> **GIVEN TEXT**:
%%

A groundbreaking artificial intelligence system developed by researchers in Switzerland is poised to revolutionize one of the world's most carbon-intensive industries: cement production.
The team at the Paul Scherrer Institute (PSI) has created what they call a "digital cookbook for climate-friendly cement" - an AI model that can rapidly design new cement formulations with dramatically lower carbon footprints while maintaining necessary structural properties.
"This allows us to simulate and optimize cement formulations so that they emit significantly less CO2 while maintaining the same high level of mechanical performance," explains mathematician Romana Boiger, lead author of the study published in Materials and Structures in June 2025.
The significance of this innovation is difficult to overstate. Cement production accounts for approximately 8% of global carbon dioxide emissions - more than the entire aviation sector worldwide. About half of these emissions come from the chemical reaction that occurs when limestone is heated to produce clinker, the main binding component in cement.
Traditionally, developing new cement formulations requires extensive laboratory testing, with each iteration taking weeks or months. The PSI team's AI approach accelerates this process dramatically, using neural networks trained on data from their GEMS software, which simulates the complex chemical reactions during cement hardening.
"Instead of seconds or minutes, the trained neural network can now calculate mechanical properties for an arbitrary cement recipe in milliseconds - that is, around a thousand times faster than with traditional modeling," Boiger explains.

%%

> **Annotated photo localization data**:
%%

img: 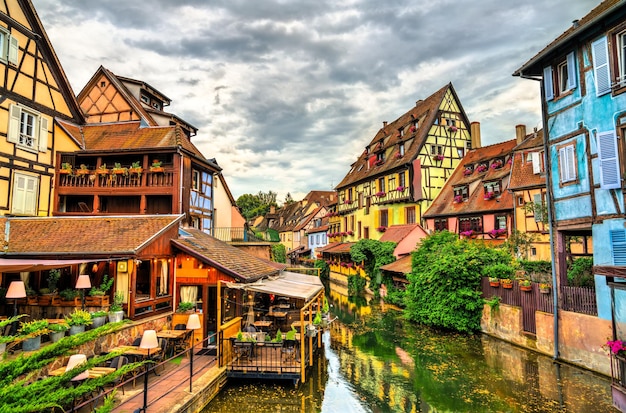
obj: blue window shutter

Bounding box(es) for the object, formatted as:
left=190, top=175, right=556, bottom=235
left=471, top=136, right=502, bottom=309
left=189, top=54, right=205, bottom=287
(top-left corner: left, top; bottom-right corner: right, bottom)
left=598, top=131, right=621, bottom=189
left=591, top=37, right=611, bottom=96
left=609, top=229, right=626, bottom=265
left=543, top=66, right=554, bottom=100
left=567, top=52, right=576, bottom=90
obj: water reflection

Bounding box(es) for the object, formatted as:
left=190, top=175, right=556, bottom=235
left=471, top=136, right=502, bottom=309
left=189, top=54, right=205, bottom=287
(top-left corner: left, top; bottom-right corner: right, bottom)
left=205, top=286, right=616, bottom=413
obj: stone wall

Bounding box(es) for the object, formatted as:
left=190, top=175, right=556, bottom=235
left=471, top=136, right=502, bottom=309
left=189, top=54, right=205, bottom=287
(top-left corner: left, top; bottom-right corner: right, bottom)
left=481, top=304, right=612, bottom=376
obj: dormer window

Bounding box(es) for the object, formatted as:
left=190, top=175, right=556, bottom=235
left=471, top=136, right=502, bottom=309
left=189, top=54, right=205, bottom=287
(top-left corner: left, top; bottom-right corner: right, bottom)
left=452, top=185, right=469, bottom=200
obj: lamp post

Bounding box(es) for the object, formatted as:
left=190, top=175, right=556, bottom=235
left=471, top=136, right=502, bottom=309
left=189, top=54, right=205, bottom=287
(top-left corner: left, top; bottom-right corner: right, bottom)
left=6, top=281, right=26, bottom=317
left=76, top=274, right=91, bottom=311
left=139, top=330, right=159, bottom=412
left=187, top=313, right=201, bottom=393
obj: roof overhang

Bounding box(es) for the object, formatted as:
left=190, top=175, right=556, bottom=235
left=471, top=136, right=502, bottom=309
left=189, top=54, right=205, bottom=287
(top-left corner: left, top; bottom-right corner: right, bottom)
left=225, top=271, right=324, bottom=301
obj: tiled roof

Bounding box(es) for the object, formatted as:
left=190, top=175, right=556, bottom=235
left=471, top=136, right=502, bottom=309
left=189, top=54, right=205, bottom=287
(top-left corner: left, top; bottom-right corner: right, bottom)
left=0, top=215, right=182, bottom=255
left=317, top=242, right=354, bottom=254
left=423, top=139, right=516, bottom=218
left=509, top=131, right=546, bottom=190
left=172, top=228, right=279, bottom=282
left=336, top=83, right=456, bottom=189
left=380, top=255, right=412, bottom=274
left=380, top=224, right=418, bottom=243
left=513, top=0, right=626, bottom=76
left=58, top=122, right=205, bottom=159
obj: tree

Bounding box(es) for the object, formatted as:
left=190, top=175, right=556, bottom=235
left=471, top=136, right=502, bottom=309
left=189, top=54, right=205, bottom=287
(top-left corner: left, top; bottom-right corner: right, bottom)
left=405, top=231, right=512, bottom=333
left=237, top=191, right=278, bottom=220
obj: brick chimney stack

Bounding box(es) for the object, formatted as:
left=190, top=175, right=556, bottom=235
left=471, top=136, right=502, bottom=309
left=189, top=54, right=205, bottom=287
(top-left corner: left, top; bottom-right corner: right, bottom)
left=515, top=125, right=526, bottom=145
left=470, top=122, right=481, bottom=149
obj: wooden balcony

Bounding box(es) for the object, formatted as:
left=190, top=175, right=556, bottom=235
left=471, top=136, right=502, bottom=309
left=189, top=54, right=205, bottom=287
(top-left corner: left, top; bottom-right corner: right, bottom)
left=57, top=168, right=175, bottom=194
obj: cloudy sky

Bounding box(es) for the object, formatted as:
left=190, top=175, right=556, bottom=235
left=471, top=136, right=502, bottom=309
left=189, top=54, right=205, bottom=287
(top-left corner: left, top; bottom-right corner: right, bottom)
left=32, top=0, right=599, bottom=202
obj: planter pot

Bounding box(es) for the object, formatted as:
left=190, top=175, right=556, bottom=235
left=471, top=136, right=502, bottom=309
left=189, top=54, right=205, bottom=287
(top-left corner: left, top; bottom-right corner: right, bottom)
left=50, top=331, right=65, bottom=343
left=109, top=311, right=124, bottom=323
left=91, top=316, right=107, bottom=328
left=22, top=336, right=41, bottom=351
left=70, top=326, right=85, bottom=336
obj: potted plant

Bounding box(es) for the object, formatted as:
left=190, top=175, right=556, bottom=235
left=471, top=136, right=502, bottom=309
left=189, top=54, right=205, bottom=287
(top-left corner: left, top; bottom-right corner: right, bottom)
left=48, top=322, right=70, bottom=343
left=65, top=309, right=92, bottom=336
left=128, top=161, right=143, bottom=176
left=91, top=310, right=109, bottom=328
left=74, top=163, right=89, bottom=175
left=150, top=159, right=163, bottom=172
left=59, top=288, right=80, bottom=306
left=20, top=320, right=49, bottom=351
left=176, top=301, right=194, bottom=313
left=85, top=274, right=113, bottom=307
left=96, top=163, right=109, bottom=175
left=111, top=162, right=128, bottom=175
left=518, top=279, right=533, bottom=292
left=59, top=162, right=72, bottom=175
left=109, top=291, right=124, bottom=323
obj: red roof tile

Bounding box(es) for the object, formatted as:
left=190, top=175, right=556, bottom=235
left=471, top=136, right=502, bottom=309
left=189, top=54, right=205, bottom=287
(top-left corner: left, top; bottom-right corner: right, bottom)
left=0, top=215, right=182, bottom=255
left=423, top=139, right=516, bottom=218
left=172, top=228, right=279, bottom=282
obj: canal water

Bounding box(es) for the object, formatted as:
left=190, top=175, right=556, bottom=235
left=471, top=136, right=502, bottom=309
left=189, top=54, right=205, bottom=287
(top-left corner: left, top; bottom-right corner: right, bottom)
left=203, top=286, right=617, bottom=413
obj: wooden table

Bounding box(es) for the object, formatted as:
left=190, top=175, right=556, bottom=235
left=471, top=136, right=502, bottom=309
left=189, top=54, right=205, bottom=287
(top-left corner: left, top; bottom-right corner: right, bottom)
left=48, top=366, right=115, bottom=379
left=108, top=346, right=161, bottom=357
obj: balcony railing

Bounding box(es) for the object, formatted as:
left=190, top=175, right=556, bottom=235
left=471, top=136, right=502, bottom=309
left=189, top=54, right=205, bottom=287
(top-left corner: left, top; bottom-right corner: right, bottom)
left=59, top=170, right=174, bottom=188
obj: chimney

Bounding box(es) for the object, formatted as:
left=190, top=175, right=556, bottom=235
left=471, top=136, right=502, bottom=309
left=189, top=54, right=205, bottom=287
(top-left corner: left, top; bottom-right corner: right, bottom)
left=515, top=125, right=526, bottom=145
left=470, top=122, right=480, bottom=149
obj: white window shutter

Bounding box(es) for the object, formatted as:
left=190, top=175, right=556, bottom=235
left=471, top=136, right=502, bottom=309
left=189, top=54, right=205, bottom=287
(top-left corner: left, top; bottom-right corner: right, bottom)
left=533, top=194, right=543, bottom=222
left=530, top=152, right=541, bottom=175
left=567, top=52, right=576, bottom=90
left=543, top=66, right=554, bottom=100
left=8, top=36, right=20, bottom=65
left=7, top=104, right=22, bottom=143
left=591, top=37, right=611, bottom=96
left=598, top=131, right=621, bottom=189
left=39, top=116, right=48, bottom=152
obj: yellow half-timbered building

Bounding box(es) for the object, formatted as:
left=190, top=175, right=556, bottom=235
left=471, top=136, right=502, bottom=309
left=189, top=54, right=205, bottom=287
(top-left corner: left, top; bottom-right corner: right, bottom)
left=329, top=83, right=472, bottom=242
left=0, top=0, right=83, bottom=216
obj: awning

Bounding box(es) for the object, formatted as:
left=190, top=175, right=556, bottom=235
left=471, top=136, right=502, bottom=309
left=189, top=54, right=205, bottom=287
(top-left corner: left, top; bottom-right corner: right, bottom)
left=226, top=271, right=324, bottom=301
left=0, top=258, right=91, bottom=272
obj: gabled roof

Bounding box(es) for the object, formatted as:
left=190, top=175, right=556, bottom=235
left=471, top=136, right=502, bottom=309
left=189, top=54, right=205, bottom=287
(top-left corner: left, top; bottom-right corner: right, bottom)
left=509, top=130, right=546, bottom=190
left=59, top=122, right=206, bottom=161
left=172, top=228, right=279, bottom=283
left=336, top=83, right=469, bottom=189
left=0, top=215, right=183, bottom=257
left=423, top=139, right=516, bottom=218
left=513, top=0, right=626, bottom=76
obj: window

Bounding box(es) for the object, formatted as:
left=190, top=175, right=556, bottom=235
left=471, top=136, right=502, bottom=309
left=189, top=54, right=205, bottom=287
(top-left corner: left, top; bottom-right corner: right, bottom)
left=378, top=177, right=387, bottom=192
left=558, top=143, right=577, bottom=184
left=494, top=215, right=506, bottom=229
left=543, top=52, right=576, bottom=100
left=404, top=206, right=415, bottom=224
left=7, top=104, right=48, bottom=152
left=435, top=218, right=448, bottom=231
left=191, top=170, right=202, bottom=191
left=0, top=28, right=19, bottom=65
left=453, top=185, right=469, bottom=199
left=459, top=217, right=483, bottom=232
left=11, top=172, right=39, bottom=215
left=378, top=209, right=389, bottom=227
left=483, top=181, right=502, bottom=195
left=591, top=37, right=611, bottom=96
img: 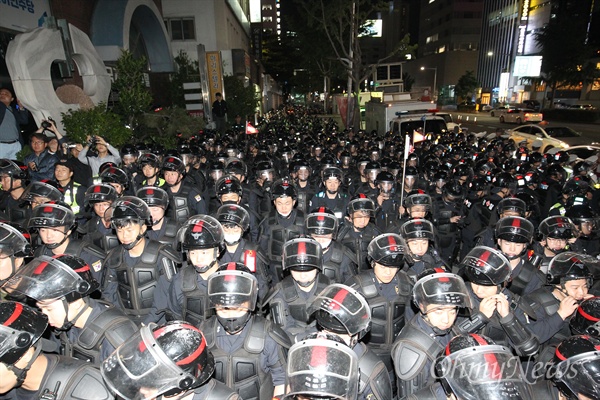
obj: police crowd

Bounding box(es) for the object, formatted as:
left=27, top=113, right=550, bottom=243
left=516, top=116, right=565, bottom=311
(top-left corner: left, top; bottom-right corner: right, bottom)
left=0, top=106, right=600, bottom=400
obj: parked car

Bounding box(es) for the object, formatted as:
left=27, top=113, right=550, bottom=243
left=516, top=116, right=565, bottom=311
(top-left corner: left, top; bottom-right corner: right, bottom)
left=508, top=124, right=583, bottom=153
left=490, top=106, right=516, bottom=117
left=500, top=108, right=544, bottom=125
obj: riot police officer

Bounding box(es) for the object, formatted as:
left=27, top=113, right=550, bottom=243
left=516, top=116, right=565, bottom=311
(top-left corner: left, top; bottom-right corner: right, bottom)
left=0, top=301, right=113, bottom=400
left=28, top=202, right=106, bottom=282
left=259, top=179, right=304, bottom=283
left=304, top=207, right=357, bottom=282
left=265, top=238, right=330, bottom=340
left=102, top=196, right=181, bottom=323
left=7, top=254, right=137, bottom=366
left=0, top=222, right=31, bottom=293
left=145, top=215, right=225, bottom=325
left=495, top=217, right=545, bottom=296
left=135, top=186, right=179, bottom=248
left=101, top=321, right=240, bottom=400
left=346, top=233, right=412, bottom=390
left=336, top=193, right=381, bottom=271
left=392, top=270, right=471, bottom=398
left=308, top=283, right=393, bottom=400
left=77, top=184, right=119, bottom=252
left=458, top=246, right=540, bottom=356
left=200, top=263, right=291, bottom=400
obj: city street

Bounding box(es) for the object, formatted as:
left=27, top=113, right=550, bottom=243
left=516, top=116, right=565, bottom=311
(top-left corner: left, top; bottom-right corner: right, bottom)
left=451, top=112, right=600, bottom=144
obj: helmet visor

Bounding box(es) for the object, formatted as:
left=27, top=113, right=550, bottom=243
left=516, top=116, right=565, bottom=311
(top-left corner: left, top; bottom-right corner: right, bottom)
left=101, top=324, right=194, bottom=400
left=286, top=339, right=359, bottom=400
left=413, top=272, right=472, bottom=308
left=208, top=270, right=258, bottom=311
left=441, top=345, right=533, bottom=400
left=308, top=284, right=371, bottom=335
left=6, top=256, right=84, bottom=301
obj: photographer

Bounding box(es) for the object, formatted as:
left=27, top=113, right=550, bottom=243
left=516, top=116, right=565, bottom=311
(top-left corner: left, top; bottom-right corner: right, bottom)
left=77, top=136, right=121, bottom=176
left=23, top=129, right=58, bottom=181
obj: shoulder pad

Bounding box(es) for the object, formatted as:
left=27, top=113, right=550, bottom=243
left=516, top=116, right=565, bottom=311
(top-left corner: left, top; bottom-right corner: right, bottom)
left=392, top=340, right=428, bottom=380
left=157, top=242, right=181, bottom=263
left=267, top=321, right=292, bottom=349
left=245, top=316, right=267, bottom=354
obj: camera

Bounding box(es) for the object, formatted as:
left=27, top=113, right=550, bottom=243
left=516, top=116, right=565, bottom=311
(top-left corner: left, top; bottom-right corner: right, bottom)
left=42, top=117, right=54, bottom=129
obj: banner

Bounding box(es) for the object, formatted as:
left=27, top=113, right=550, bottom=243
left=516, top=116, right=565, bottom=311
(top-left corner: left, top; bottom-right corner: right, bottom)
left=206, top=51, right=226, bottom=107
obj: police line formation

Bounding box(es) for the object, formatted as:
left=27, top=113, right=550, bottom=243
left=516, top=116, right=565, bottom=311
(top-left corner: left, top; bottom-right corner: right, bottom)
left=0, top=107, right=600, bottom=400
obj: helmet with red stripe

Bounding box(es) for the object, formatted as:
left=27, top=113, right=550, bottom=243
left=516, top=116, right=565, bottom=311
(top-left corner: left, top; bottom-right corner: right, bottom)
left=6, top=254, right=100, bottom=303
left=307, top=283, right=371, bottom=339
left=546, top=251, right=595, bottom=287
left=281, top=238, right=323, bottom=271
left=135, top=186, right=169, bottom=210
left=570, top=297, right=600, bottom=339
left=0, top=301, right=48, bottom=365
left=496, top=217, right=534, bottom=243
left=304, top=207, right=338, bottom=238
left=546, top=335, right=600, bottom=399
left=177, top=215, right=225, bottom=251
left=84, top=183, right=117, bottom=207
left=367, top=233, right=404, bottom=268
left=459, top=246, right=511, bottom=286
left=101, top=321, right=215, bottom=399
left=346, top=193, right=375, bottom=217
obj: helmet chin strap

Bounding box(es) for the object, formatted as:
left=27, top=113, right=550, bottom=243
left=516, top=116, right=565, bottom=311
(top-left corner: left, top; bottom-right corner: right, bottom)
left=57, top=297, right=90, bottom=331
left=6, top=339, right=42, bottom=387
left=46, top=231, right=69, bottom=250
left=122, top=232, right=144, bottom=250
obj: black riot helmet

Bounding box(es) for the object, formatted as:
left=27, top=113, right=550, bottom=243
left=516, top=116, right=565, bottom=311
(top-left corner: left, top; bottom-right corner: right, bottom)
left=105, top=196, right=152, bottom=229
left=346, top=193, right=375, bottom=217
left=304, top=207, right=338, bottom=239
left=84, top=183, right=117, bottom=207
left=569, top=297, right=600, bottom=339
left=135, top=186, right=169, bottom=210
left=284, top=332, right=360, bottom=400
left=0, top=158, right=29, bottom=191
left=459, top=246, right=511, bottom=286
left=0, top=301, right=48, bottom=386
left=6, top=254, right=100, bottom=302
left=538, top=216, right=576, bottom=240
left=495, top=217, right=534, bottom=243
left=99, top=167, right=129, bottom=190
left=177, top=215, right=225, bottom=251
left=367, top=233, right=404, bottom=268
left=217, top=204, right=250, bottom=232
left=307, top=283, right=371, bottom=340
left=546, top=251, right=594, bottom=286
left=281, top=238, right=323, bottom=272
left=100, top=321, right=215, bottom=399
left=271, top=178, right=298, bottom=200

%%

> **DIRECTIONS**:
1/ List every unit of time named in the article on AI-designed low-carbon cement.
2/ Go on with the article on AI-designed low-carbon cement from its last sentence.

> **ANSWERS FOR THE TASKS**:
1/ weeks, months, seconds, minutes, milliseconds

2/
Rather than randomly testing recipes, the researchers employed a reverse approach, using genetic algorithms to identify specific formulations that meet predetermined targets for both CO2 emissions and material strength. Several AI-identified cement recipes have already shown strong potential for reducing emissions while maintaining quality.
The interdisciplinary project brought together cement chemists, thermodynamics experts, and AI specialists as part of the Swiss Centre of Excellence on Net Zero Emissions (SCENE). While the current study serves primarily as a proof of concept, the researchers plan to extend their model to consider additional factors like raw material availability and environmental conditions.
"This is just the beginning," says Nikolaos Prasianakis, who initiated the study. "The time savings offered by such a general workflow are enormous - making it a very promising approach for all sorts of material and system designs."